EXERCISE DETAILS — Rewrite the entries from the line with "trace the outline of every instance of the dog's" to the line with "1021 462 L 1035", swapping "separate parts" for "distinct pieces" and keeping everything else the same.

ENTRIES —
# # #
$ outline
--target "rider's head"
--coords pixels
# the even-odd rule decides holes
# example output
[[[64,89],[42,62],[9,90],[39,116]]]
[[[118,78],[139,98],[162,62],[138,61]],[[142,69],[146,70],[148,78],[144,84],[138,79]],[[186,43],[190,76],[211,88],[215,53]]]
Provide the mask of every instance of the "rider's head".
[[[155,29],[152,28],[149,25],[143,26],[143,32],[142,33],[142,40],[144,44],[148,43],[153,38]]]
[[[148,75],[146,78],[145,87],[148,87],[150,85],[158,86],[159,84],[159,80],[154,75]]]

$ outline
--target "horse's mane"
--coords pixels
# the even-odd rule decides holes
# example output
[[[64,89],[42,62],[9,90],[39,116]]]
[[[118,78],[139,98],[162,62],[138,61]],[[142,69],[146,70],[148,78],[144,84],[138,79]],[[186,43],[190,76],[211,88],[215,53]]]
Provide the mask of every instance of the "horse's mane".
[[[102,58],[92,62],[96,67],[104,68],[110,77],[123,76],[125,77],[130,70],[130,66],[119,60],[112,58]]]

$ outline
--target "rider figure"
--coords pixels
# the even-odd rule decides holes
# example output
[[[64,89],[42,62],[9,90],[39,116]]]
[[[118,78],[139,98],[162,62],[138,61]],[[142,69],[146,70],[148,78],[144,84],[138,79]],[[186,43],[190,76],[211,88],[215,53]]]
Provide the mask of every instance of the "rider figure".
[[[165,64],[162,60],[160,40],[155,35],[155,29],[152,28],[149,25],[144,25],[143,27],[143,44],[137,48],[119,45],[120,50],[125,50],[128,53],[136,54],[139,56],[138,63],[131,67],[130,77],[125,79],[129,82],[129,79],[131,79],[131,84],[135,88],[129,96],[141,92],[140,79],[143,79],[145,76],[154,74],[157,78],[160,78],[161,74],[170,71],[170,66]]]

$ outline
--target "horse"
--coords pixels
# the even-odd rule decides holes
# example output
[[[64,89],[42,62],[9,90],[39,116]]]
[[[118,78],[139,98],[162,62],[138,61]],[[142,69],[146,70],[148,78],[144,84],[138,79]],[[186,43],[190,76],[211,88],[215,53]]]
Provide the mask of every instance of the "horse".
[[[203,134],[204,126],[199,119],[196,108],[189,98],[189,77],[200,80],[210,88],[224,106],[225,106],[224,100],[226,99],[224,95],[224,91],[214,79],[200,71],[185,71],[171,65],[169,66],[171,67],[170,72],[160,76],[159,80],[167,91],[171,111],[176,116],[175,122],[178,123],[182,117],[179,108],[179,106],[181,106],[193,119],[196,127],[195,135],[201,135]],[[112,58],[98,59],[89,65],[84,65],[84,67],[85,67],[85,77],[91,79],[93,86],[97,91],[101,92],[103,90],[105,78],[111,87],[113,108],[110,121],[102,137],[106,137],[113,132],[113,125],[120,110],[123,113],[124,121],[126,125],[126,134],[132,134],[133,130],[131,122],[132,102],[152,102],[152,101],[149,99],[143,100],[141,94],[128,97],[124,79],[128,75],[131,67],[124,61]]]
# # #
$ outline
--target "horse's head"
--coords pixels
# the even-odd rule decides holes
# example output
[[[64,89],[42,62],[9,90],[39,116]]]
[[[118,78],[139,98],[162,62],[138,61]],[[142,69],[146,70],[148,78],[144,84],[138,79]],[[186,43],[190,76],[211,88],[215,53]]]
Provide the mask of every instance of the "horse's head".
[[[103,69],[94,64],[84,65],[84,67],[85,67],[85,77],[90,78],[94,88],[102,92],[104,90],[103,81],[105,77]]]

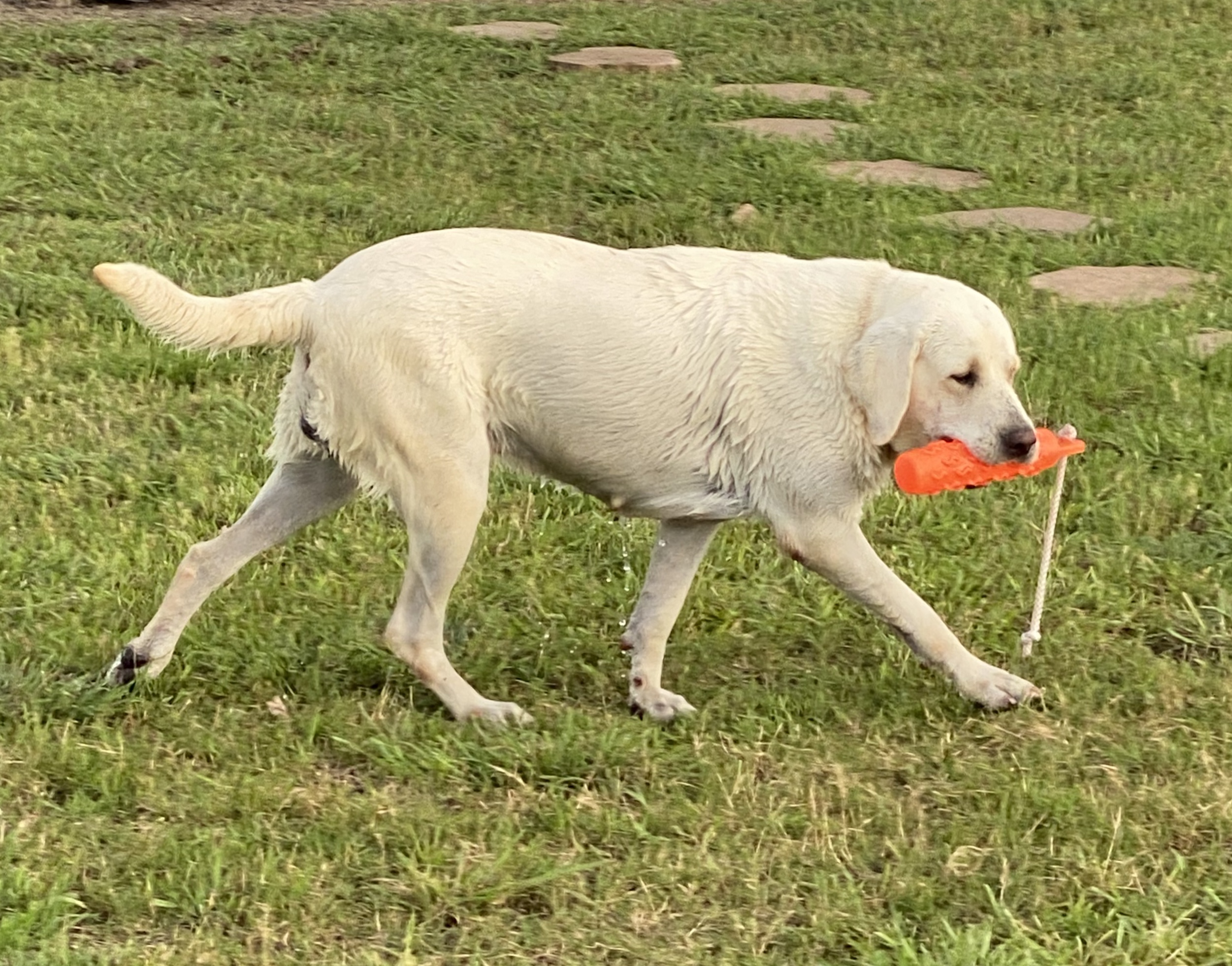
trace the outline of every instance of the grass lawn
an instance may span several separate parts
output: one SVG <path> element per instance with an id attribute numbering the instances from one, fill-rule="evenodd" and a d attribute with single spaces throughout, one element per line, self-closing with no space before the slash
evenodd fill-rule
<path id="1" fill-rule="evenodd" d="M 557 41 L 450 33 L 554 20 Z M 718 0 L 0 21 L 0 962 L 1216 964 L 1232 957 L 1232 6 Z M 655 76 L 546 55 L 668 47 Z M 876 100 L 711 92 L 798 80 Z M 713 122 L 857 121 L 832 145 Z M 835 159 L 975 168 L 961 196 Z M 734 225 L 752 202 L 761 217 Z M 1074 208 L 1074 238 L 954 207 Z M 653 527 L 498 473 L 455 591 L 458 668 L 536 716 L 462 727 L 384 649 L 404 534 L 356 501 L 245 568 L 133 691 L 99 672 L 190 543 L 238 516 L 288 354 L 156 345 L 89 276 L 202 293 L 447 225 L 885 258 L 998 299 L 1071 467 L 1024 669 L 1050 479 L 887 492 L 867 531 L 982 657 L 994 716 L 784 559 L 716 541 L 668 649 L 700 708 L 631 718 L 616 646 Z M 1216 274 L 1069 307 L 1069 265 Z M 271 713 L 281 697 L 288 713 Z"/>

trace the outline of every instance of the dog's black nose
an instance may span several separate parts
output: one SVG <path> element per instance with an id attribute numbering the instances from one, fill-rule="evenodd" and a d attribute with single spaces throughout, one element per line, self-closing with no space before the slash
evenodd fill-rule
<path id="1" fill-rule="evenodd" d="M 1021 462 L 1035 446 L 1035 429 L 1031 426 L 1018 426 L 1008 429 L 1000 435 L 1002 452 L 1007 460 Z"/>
# # #
THE ANSWER —
trace the outline of every instance of the dog's black nose
an instance may span several distinct pieces
output: one SVG <path> element per instance with an id attribute numbering the instances from one, fill-rule="evenodd" and a d attribute with single spaces throughout, one element per line, self-closing with no space before the slash
evenodd fill-rule
<path id="1" fill-rule="evenodd" d="M 1021 462 L 1035 446 L 1035 429 L 1031 426 L 1018 426 L 1008 429 L 1000 435 L 1002 452 L 1007 460 Z"/>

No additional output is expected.